**TASK 1:** According to the Crystal Night text, about how many Jews left the Reich territory between late 1938 and the outbreak of World War Two?
**TASK 2:** Repeat word for word the part of the Crystal Night text that begins at the words "The pretext for" and stops after the words "of his wounds.".

**TEXT EXCERPT:**
The pretext for the commission of the pogrom was the death of Ernst Vom Rath – the third secretary in the German Embassy in Paris on September 7 by a German Jewish youngster called Herschel Grynszpan, who shot him in protest and frustration of the deportation of his family with 17 thousand Jews to Zbaszyn in Poland. It was said that Herschel received a letter from his sister, describing their suffering at the Polish border. Herschel bought a pistol and cartridges and planned to murder the ambassador, but he met a secretary who asked him what he wanted, and he shot him but did not kill him. Two days later, the secretary died of his wounds.
Goebbels took advantage of this opportunity to increase the emigration of German Jews by “collective punishment” of German Jews following the murder of a German by a Jew. Thereby, he gave the signal for the outbreak of the pogrom. Throughout the night and the following morning, synagogues were destroyed and burnt, cemeteries were desecrated, Jewish owned stored were ransacked and destroyed, Jews were beaten and humiliated in public, arrested and murdered. Many men were sent to concentration camps, from which they did not return.
Under orders from high up, the police abstained from intervening against the rioters or restoring order. The blazes were only put out where there was danger of fires spreading to the homes and property of non-Jews. The destruction, abuse and murder lasted all night long, unhindered, and stopped in the morning, also following an order from high up.
Crystal Night symbolizes an increase in the level of the anti-Semitic activity of the Nazi state. From harassment, verbal violence and gradual pushing of German Jews, to a pogrom – physical violence and murder at a nationwide level. The aims of the Nazis were largely achieved: German emigration from Germany increased and some 80,000 Jews left the Reich territory from late 1938 until the outbreak of World War Two. Under the leadership of Goring, Arianization – the removal of Jews from the German economy, gained momentum after Crystal Night, as a collective punishment that the Jews had allegedly caused.

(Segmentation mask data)
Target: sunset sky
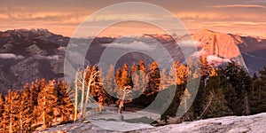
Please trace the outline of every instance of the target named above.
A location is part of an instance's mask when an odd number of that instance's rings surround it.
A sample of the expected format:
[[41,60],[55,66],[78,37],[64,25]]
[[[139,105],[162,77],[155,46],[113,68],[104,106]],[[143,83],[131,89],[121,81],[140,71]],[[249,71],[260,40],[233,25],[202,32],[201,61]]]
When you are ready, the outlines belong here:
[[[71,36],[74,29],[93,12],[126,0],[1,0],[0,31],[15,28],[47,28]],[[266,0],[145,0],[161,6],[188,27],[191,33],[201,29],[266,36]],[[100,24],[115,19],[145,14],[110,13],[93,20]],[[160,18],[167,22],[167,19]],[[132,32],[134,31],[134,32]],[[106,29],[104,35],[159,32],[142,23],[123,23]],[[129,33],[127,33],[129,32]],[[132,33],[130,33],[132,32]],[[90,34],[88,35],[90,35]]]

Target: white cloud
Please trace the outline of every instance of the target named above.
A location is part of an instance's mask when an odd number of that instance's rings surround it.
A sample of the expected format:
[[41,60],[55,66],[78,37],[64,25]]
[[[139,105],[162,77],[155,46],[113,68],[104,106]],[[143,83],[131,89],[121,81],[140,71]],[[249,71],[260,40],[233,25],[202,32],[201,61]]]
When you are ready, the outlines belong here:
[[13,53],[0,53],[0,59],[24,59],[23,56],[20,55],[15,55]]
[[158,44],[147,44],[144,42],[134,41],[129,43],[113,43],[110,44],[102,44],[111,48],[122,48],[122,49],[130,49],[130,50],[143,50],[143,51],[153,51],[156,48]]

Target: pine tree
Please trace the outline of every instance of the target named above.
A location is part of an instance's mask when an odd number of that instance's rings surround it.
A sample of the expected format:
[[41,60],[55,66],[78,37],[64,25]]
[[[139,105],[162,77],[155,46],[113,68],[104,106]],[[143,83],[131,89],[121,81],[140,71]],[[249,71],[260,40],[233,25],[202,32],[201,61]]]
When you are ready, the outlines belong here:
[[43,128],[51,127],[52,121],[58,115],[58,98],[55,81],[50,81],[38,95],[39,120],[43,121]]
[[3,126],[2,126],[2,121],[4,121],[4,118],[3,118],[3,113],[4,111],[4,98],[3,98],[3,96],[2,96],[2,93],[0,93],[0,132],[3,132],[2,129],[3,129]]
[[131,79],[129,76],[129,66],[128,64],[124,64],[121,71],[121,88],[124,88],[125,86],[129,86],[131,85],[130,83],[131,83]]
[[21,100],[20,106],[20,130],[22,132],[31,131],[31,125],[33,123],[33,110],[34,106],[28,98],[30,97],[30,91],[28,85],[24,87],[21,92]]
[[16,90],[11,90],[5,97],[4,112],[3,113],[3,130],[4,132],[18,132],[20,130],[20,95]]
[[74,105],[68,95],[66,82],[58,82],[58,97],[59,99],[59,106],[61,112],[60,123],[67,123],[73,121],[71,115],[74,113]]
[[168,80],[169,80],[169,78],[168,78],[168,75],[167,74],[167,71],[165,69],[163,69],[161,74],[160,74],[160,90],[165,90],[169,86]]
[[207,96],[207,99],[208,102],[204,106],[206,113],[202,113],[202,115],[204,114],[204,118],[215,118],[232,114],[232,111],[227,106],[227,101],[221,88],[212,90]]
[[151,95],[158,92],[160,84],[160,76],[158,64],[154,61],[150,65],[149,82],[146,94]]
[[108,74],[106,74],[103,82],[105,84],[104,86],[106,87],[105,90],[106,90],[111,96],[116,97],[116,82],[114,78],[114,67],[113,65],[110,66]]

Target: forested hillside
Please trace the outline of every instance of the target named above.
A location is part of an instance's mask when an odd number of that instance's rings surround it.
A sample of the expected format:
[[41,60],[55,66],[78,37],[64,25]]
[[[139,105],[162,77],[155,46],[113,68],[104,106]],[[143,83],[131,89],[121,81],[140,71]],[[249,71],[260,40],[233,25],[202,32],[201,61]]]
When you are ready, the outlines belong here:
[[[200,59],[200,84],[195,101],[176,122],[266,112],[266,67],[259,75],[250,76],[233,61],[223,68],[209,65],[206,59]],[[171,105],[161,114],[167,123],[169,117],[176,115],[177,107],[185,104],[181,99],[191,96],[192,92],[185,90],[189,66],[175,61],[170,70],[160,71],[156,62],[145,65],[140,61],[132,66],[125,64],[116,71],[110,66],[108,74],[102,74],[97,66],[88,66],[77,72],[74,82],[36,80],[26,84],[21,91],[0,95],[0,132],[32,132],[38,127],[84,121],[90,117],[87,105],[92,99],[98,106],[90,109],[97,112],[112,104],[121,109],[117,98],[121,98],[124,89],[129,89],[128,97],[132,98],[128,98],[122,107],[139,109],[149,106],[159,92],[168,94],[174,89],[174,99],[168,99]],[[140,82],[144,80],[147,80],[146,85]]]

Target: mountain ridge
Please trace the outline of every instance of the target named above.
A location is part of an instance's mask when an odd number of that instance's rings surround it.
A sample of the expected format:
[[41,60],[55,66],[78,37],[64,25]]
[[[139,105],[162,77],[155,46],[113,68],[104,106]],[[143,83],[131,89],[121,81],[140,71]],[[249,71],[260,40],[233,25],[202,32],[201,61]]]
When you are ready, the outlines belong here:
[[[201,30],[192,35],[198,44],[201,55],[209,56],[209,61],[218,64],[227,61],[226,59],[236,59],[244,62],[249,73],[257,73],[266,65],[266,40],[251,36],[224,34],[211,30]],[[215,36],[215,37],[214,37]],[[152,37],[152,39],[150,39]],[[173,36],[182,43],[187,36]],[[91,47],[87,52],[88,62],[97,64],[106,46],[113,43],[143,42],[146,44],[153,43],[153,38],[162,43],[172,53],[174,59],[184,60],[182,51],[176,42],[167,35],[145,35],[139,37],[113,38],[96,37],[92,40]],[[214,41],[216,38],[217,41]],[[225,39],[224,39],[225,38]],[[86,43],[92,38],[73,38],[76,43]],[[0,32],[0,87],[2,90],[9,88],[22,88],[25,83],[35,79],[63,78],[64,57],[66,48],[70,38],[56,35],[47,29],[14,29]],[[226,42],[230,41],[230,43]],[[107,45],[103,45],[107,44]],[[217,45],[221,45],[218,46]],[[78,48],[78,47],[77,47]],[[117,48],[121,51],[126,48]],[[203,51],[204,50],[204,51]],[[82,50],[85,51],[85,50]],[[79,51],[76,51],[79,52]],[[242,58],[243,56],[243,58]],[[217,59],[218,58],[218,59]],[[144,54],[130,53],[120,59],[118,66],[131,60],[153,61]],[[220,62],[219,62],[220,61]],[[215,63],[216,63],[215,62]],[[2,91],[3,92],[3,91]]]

**EXERCISE SOLUTION 1:** Some 80,000 Jews left the Reich territory.

**EXERCISE SOLUTION 2:**
The pretext for the commission of the pogrom was the death of Ernst Vom Rath – the third secretary in the German Embassy in Paris on September 7 by a German Jewish youngster called Herschel Grynszpan, who shot him in protest and frustration of the deportation of his family with 17 thousand Jews to Zbaszyn in Poland. It was said that Herschel received a letter from his sister, describing their suffering at the Polish border. Herschel bought a pistol and cartridges and planned to murder the ambassador, but he met a secretary who asked him what he wanted, and he shot him but did not kill him. Two days later, the secretary died of his wounds.